• **TASK REQUIREMENTS**: Which lines in the entries below contain the word "plate"? Locate each of them and copy it out in full.

[Rows from an object pointing dataset]
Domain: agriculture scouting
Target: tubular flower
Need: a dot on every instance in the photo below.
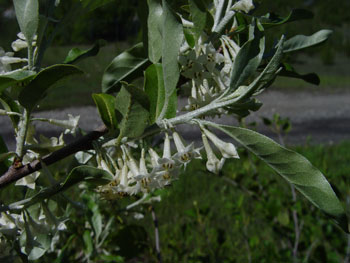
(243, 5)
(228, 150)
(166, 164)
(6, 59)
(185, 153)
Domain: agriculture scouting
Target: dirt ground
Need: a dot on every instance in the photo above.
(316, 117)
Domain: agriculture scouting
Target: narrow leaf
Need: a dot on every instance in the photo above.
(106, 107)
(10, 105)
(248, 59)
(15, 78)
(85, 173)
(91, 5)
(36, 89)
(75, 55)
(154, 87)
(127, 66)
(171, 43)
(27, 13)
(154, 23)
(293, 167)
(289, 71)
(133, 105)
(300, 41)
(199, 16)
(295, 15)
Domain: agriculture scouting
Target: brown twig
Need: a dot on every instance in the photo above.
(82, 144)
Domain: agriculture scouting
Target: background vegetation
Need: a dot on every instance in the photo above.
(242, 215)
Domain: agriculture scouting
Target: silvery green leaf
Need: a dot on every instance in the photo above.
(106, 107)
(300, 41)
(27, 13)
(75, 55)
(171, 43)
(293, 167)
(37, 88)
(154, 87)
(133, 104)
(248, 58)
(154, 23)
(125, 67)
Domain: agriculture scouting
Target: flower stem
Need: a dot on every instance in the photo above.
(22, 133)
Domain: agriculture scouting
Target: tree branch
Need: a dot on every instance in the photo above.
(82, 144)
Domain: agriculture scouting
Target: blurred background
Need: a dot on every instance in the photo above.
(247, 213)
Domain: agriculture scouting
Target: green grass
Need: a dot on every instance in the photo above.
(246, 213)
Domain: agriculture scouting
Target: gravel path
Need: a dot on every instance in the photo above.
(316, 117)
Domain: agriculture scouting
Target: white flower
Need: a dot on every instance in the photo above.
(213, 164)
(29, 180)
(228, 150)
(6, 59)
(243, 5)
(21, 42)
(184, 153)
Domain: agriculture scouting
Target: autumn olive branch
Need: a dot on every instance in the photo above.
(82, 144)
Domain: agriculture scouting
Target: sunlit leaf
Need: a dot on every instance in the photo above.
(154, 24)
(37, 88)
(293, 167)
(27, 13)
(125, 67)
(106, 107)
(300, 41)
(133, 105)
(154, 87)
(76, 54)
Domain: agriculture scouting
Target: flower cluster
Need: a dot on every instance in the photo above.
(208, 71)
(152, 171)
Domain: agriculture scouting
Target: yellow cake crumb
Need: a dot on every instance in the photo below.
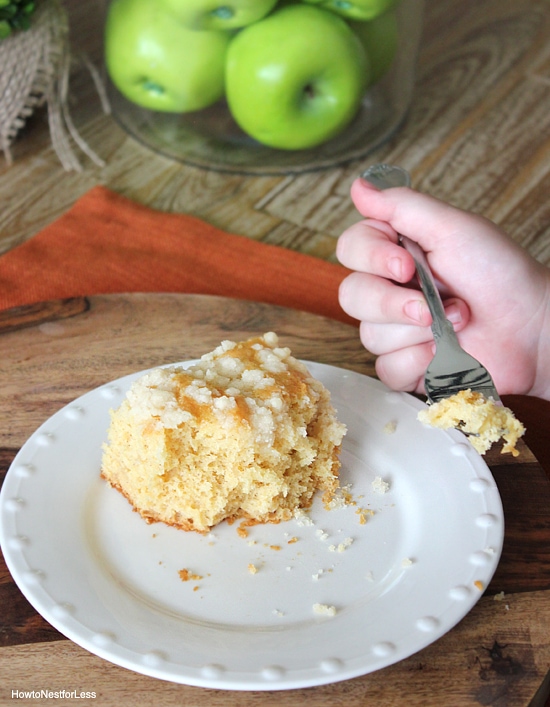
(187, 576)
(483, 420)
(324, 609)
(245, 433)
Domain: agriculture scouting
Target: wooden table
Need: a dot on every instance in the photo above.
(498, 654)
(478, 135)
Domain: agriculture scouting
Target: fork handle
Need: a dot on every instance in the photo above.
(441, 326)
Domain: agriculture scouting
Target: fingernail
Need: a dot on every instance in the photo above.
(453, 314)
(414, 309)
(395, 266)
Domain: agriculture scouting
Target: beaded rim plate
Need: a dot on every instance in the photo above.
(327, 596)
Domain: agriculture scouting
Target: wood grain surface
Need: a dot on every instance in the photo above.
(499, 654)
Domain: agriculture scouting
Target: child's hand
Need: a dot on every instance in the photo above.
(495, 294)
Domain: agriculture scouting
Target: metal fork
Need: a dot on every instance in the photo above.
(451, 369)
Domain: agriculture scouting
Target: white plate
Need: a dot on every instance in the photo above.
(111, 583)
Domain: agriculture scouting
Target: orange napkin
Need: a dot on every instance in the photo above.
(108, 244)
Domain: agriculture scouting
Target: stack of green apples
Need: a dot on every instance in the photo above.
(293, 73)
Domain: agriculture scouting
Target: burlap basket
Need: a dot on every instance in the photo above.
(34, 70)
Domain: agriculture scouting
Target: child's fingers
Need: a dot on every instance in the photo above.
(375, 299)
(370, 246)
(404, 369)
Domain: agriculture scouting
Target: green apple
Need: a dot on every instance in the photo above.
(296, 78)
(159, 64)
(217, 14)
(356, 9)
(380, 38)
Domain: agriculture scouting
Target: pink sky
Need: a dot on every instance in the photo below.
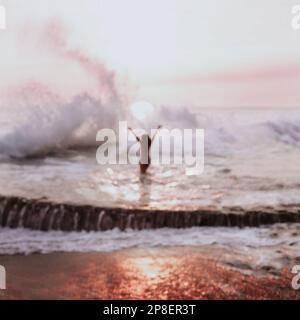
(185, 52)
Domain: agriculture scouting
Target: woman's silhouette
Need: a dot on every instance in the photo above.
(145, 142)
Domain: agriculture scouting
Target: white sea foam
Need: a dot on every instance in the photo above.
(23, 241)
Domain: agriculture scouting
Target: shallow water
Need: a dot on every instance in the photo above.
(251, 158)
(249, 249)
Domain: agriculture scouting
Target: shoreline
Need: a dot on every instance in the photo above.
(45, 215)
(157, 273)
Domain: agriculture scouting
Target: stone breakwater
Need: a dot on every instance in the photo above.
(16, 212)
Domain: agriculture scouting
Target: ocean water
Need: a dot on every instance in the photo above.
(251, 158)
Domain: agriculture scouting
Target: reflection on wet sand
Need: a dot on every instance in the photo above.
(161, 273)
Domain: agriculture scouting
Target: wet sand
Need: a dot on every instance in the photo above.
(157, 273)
* * *
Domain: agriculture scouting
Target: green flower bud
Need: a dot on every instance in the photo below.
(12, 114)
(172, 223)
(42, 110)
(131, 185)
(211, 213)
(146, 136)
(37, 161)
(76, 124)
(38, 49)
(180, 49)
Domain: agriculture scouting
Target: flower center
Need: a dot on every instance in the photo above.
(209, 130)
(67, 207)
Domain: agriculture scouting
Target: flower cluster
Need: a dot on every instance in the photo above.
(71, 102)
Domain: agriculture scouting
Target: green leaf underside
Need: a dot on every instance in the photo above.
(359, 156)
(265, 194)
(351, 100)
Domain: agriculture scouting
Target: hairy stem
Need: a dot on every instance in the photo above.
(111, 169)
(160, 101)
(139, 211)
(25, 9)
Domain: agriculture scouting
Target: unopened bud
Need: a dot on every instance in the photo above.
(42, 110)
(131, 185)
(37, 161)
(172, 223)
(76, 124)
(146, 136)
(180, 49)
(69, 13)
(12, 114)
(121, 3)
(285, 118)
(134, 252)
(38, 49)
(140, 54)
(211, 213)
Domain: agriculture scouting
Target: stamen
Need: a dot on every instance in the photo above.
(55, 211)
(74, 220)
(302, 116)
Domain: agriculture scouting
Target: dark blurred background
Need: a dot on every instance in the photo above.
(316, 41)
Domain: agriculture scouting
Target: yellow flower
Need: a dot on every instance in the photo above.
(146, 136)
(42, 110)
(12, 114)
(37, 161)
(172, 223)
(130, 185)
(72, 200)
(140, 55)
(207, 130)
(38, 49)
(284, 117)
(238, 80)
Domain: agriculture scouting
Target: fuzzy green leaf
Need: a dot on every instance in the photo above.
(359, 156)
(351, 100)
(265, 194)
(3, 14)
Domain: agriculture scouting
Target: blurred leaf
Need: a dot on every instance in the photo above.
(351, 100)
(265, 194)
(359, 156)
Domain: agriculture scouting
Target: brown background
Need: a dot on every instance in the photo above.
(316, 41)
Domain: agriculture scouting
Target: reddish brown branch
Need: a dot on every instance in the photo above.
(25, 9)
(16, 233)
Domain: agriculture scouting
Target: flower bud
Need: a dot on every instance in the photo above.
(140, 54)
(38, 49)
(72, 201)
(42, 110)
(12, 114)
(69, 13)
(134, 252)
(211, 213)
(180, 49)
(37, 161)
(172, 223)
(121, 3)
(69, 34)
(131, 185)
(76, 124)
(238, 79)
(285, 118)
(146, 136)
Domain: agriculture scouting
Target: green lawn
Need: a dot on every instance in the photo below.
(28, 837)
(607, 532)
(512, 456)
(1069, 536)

• **EXPECTED ANSWER**:
Target: beaded rim plate
Target: white plate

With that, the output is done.